▶ **DIRECTIONS FOR THIS TASK**
Reproduce exactly the lines from the one containing "Wildlife-count tagging: point out every instance of the ice" through the last line of the data, both ends included.

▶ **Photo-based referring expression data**
• • • • •

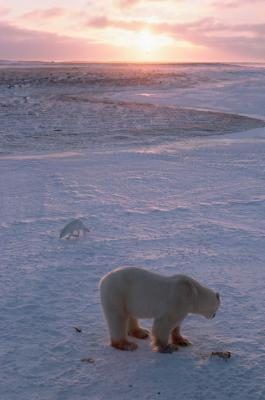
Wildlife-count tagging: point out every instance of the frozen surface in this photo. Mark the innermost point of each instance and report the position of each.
(191, 202)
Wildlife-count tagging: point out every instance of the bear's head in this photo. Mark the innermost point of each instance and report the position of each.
(206, 301)
(202, 300)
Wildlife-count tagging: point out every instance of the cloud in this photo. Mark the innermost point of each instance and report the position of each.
(241, 40)
(4, 11)
(24, 44)
(48, 13)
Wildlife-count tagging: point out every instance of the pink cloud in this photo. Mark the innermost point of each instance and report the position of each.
(241, 40)
(48, 13)
(23, 44)
(4, 11)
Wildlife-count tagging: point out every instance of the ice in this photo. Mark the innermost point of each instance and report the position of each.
(190, 203)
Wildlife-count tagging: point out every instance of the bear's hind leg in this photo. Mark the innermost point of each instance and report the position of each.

• • • • •

▶ **SOLUTION**
Wildlife-count tagging: point out every instance of the ice in this photo. Mark the innermost point of each instance and report the position of each.
(190, 203)
Wildlife-count tagging: point out every instance of the bear's hind leg in this photo. Mark the innermost point of each instance and report the position of each.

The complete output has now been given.